• Task to complete:
Word for word, print all of the lines below.

• Dataset entries:
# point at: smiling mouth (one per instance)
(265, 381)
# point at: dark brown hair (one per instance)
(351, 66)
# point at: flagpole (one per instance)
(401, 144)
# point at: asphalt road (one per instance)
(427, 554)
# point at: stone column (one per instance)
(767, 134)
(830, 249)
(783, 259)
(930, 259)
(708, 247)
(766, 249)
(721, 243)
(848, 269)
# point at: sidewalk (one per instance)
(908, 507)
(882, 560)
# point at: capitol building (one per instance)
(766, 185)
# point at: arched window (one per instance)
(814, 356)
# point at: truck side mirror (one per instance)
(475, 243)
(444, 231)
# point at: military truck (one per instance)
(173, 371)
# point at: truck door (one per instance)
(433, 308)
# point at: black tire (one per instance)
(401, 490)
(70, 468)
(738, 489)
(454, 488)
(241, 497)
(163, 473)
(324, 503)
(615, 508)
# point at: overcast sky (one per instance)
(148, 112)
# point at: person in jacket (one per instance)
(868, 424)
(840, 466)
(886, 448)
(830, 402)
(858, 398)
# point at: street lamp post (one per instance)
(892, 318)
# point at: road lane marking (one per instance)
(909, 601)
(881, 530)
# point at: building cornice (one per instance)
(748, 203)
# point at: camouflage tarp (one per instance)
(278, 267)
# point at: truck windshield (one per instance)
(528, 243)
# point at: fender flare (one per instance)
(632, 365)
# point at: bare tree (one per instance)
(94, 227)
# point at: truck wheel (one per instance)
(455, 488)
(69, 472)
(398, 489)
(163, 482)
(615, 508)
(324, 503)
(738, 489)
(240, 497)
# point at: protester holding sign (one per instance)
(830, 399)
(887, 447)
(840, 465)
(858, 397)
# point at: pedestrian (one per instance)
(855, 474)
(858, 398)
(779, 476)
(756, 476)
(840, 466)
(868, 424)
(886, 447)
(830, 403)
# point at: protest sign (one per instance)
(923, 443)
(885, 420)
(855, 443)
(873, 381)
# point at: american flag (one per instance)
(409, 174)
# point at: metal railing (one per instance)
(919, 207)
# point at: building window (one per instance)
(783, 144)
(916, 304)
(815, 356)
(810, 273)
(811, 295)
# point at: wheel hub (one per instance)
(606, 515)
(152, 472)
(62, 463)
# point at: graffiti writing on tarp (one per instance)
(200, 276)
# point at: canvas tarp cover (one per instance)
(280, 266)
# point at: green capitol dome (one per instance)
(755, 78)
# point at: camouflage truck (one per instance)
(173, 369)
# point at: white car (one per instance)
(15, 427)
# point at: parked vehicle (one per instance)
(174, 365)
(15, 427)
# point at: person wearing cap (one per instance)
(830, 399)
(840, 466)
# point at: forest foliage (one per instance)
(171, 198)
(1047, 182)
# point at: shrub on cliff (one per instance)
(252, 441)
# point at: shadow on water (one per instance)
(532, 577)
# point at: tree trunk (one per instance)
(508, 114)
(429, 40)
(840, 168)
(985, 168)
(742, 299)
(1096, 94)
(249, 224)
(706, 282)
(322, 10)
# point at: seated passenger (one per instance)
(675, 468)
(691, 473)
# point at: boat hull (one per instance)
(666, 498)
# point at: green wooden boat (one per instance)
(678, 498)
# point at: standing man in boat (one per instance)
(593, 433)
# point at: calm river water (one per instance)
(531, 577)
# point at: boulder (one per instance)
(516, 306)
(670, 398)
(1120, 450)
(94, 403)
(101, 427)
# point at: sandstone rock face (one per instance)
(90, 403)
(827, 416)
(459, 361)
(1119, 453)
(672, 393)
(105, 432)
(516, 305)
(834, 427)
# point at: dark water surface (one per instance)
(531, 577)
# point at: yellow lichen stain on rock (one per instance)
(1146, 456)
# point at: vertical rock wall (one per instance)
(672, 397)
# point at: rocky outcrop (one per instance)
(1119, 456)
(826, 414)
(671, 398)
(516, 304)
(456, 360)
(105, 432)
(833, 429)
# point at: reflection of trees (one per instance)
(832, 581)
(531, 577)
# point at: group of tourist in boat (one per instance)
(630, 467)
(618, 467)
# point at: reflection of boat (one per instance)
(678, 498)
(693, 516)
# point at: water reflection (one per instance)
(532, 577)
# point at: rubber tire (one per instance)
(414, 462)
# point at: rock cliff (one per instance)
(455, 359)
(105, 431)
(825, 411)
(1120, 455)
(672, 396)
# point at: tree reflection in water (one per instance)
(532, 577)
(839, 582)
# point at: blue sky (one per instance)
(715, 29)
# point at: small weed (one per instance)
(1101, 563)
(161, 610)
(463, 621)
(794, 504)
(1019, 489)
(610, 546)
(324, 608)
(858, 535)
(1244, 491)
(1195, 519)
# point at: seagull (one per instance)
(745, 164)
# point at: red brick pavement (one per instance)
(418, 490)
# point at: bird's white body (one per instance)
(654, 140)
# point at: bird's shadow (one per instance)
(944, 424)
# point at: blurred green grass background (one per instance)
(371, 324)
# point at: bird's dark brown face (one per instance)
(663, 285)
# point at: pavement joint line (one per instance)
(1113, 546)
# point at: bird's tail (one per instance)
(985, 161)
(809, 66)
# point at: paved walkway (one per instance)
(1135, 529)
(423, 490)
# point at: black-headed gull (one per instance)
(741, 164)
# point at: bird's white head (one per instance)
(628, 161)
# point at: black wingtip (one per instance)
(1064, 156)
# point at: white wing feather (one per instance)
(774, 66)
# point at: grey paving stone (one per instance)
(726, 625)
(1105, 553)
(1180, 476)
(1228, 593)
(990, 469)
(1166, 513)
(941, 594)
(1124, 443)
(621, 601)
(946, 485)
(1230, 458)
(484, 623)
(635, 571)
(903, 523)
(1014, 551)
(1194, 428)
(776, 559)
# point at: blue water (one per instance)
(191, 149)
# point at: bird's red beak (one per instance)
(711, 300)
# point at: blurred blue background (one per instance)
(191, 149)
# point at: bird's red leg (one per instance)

• Your response:
# point at: smiling mouth (one per instance)
(265, 381)
# point at: dark brown hair (one per instance)
(351, 66)
# point at: flagpole (one per instance)
(401, 144)
# point at: asphalt road (one per instance)
(427, 554)
# point at: stone column (one per instance)
(767, 134)
(830, 249)
(783, 259)
(930, 259)
(708, 247)
(766, 249)
(721, 243)
(848, 269)
# point at: sidewalk (one per instance)
(908, 507)
(882, 560)
# point at: capitol building (one per instance)
(766, 185)
# point at: arched window (one per instance)
(814, 356)
# point at: truck side mirror (one per instance)
(475, 243)
(444, 231)
# point at: military truck (one per instance)
(173, 371)
# point at: truck door (one per instance)
(433, 308)
# point at: black tire (one per instance)
(401, 490)
(70, 468)
(738, 489)
(454, 488)
(241, 497)
(163, 473)
(324, 503)
(615, 508)
# point at: overcast sky (one per instance)
(148, 112)
# point at: person in jacket (one per instance)
(868, 424)
(840, 466)
(886, 448)
(830, 402)
(858, 398)
# point at: street lamp post (one per instance)
(892, 318)
# point at: road lane marking (one per instance)
(909, 601)
(881, 530)
# point at: building cornice (one per instance)
(748, 203)
# point at: camouflage tarp (one per instance)
(278, 267)
# point at: truck windshield (one per instance)
(528, 243)
# point at: fender flare (one per instance)
(632, 365)
# point at: bare tree (one per instance)
(94, 227)
# point at: truck wheel (one per instance)
(455, 488)
(69, 472)
(398, 489)
(163, 482)
(615, 508)
(324, 503)
(738, 489)
(240, 497)
# point at: protester holding sign (one per instance)
(830, 399)
(887, 447)
(840, 465)
(858, 397)
# point at: pedestrian (one per instance)
(855, 474)
(858, 398)
(779, 476)
(756, 476)
(840, 466)
(868, 424)
(886, 447)
(830, 403)
# point at: protest sign (one per instance)
(923, 443)
(885, 420)
(855, 443)
(873, 381)
# point at: american flag (one per instance)
(409, 174)
# point at: metal railing (one per instance)
(919, 207)
# point at: building window (one per instance)
(783, 144)
(916, 304)
(815, 356)
(810, 273)
(811, 295)
# point at: wheel hub (one per instance)
(606, 515)
(152, 472)
(62, 463)
# point at: graffiti writing on tarp (one per instance)
(200, 276)
# point at: canvas tarp cover (one per instance)
(280, 266)
# point at: green capitol dome (one per instance)
(755, 78)
# point at: camouflage truck (one per instance)
(173, 369)
# point at: white car (one per instance)
(15, 427)
# point at: parked vehicle (one per instance)
(174, 365)
(15, 427)
# point at: person wearing cap (one per instance)
(830, 399)
(840, 466)
# point at: forest foliage (one per instance)
(171, 198)
(1047, 182)
# point at: shrub on cliff (one per instance)
(252, 441)
# point at: shadow on water (one per instance)
(532, 577)
# point at: tree trunk (one per instance)
(508, 114)
(429, 40)
(840, 168)
(985, 168)
(742, 299)
(1096, 94)
(249, 224)
(706, 282)
(322, 10)
# point at: seated passenger (one per instance)
(675, 468)
(691, 473)
# point at: boat hull (one per instance)
(666, 498)
# point at: green wooden boat (one per instance)
(678, 498)
# point at: standing man in boat (one per instance)
(593, 433)
# point at: calm river water (one per instance)
(531, 577)
# point at: boulder (one per instance)
(516, 306)
(670, 398)
(1120, 450)
(94, 403)
(101, 427)
# point at: sandstone rock face (one per instance)
(90, 403)
(827, 416)
(459, 361)
(1119, 453)
(672, 393)
(105, 432)
(516, 305)
(834, 427)
# point at: dark water surface (one per instance)
(531, 577)
# point at: yellow lichen stain on rock (one per instance)
(1146, 456)
# point at: vertical rock wall (one per instance)
(672, 397)
# point at: rocky outcrop (one per instance)
(1119, 456)
(826, 414)
(671, 398)
(516, 304)
(456, 360)
(105, 432)
(833, 429)
# point at: reflection of trees (one per instance)
(832, 581)
(531, 577)
# point at: group of tourist in boat (one per instance)
(630, 467)
(618, 467)
# point at: reflection of boat (one per instance)
(678, 498)
(693, 516)
# point at: water reflection (one per instance)
(532, 577)
# point at: rubber tire (one per instance)
(414, 462)
# point at: rock cliff (one per instance)
(455, 359)
(105, 431)
(825, 411)
(1120, 455)
(672, 396)
# point at: tree reflection in water (one per instance)
(532, 577)
(839, 582)
# point at: blue sky (one per instance)
(715, 29)
# point at: small weed (one per instance)
(1101, 563)
(161, 610)
(463, 621)
(794, 504)
(1019, 489)
(610, 546)
(324, 608)
(858, 535)
(1244, 491)
(1195, 519)
# point at: seagull (one per instance)
(745, 164)
# point at: red brick pavement (one per instance)
(418, 490)
# point at: bird's white body (one per instance)
(654, 140)
# point at: bird's shadow (one per instance)
(944, 424)
# point at: blurred green grass background (one per instance)
(371, 324)
# point at: bird's dark brown face (one per instance)
(663, 285)
# point at: pavement joint line (one per instance)
(1113, 546)
# point at: bird's tail (one per instance)
(985, 161)
(809, 66)
# point at: paved walkway (one per instance)
(1135, 529)
(423, 490)
# point at: black-headed gull (one per instance)
(741, 164)
# point at: bird's white head (one per instance)
(628, 161)
# point at: black wingtip (one per instance)
(1064, 156)
# point at: white wing feather (one per instance)
(774, 66)
# point at: grey paving stone (one per instance)
(726, 625)
(1105, 553)
(1180, 476)
(1228, 593)
(990, 469)
(1166, 513)
(941, 594)
(1124, 443)
(621, 601)
(946, 485)
(1230, 458)
(484, 623)
(635, 571)
(903, 523)
(1014, 551)
(1194, 428)
(776, 559)
# point at: blue water (one per instance)
(191, 149)
# point at: bird's red beak (one per instance)
(711, 300)
# point at: blurred blue background (one per instance)
(191, 149)
# point at: bird's red leg (one per instance)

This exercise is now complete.